## THE TASK
Every entry in the listing below has to be given again exactly.
[INPUT Boundary: Start]
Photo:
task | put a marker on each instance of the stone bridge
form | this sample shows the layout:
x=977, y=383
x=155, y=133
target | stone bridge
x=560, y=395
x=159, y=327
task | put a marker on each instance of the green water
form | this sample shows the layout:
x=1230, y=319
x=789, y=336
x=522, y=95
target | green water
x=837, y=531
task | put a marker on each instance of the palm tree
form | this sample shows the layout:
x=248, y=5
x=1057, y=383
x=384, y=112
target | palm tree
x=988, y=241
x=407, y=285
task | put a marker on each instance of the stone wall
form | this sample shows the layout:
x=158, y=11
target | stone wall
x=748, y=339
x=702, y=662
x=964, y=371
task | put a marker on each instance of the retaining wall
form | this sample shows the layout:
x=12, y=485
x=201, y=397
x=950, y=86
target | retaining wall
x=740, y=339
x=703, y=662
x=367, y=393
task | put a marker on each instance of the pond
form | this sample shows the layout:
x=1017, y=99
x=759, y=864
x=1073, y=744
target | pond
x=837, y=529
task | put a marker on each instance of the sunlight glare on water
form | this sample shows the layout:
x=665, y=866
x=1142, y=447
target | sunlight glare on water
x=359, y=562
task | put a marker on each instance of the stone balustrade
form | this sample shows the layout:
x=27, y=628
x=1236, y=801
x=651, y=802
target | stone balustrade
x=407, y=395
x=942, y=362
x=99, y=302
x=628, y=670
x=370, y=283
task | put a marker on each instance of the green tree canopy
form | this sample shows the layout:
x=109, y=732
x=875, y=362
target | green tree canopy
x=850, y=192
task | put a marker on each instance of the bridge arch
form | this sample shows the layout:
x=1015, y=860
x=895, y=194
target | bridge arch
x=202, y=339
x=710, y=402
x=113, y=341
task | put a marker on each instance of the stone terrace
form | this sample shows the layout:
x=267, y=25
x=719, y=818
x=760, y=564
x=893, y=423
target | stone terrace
[INPUT Boundary: End]
## REPLY TO THE TASK
Photo:
task | put a marker on each instance of the stone bridge
form | this sample shows the layout:
x=977, y=383
x=155, y=133
target | stone bridge
x=560, y=395
x=159, y=327
task | put a marker on each instance of the green water
form | this sample shows the layout:
x=1230, y=319
x=789, y=336
x=522, y=95
target | green water
x=837, y=531
task | put a marker on each instance of the palm tree
form | this sample shows the layout:
x=248, y=5
x=1057, y=383
x=384, y=112
target | palm tree
x=988, y=241
x=407, y=285
task | put a marker on each instance of the stone wall
form | this sample shows the layout:
x=158, y=11
target | stone wall
x=748, y=339
x=702, y=662
x=964, y=371
task | put a marker on each instance of the retaining wall
form | this sample shows the layout:
x=12, y=485
x=201, y=397
x=950, y=86
target | retaining wall
x=740, y=339
x=703, y=662
x=367, y=393
task | put a marker on each instance of the pond
form | this sample shows the layout:
x=1017, y=99
x=759, y=864
x=1073, y=744
target | pond
x=837, y=529
task | put a marker on each instance of the sunlight glare on water
form | this sample shows the layout:
x=665, y=866
x=1142, y=447
target | sunlight glare on water
x=359, y=562
task | put a marker on each instance of the stone balustrade
form | this sample shows the layout:
x=27, y=628
x=1236, y=801
x=651, y=802
target | stone balustrade
x=407, y=395
x=942, y=362
x=99, y=302
x=628, y=670
x=370, y=283
task | put a marker on each instance of the green tree canopy
form | this sample shows the layout:
x=109, y=732
x=875, y=362
target | green tree canopy
x=850, y=192
task | put a marker on each instance of the bridge arch
form | this sample shows the layout:
x=1015, y=860
x=895, y=194
target | bridge arch
x=202, y=339
x=710, y=402
x=113, y=341
task | put a marker on each instance of the stone terrace
form | this sample shows the layout:
x=267, y=25
x=719, y=818
x=760, y=564
x=893, y=423
target | stone terrace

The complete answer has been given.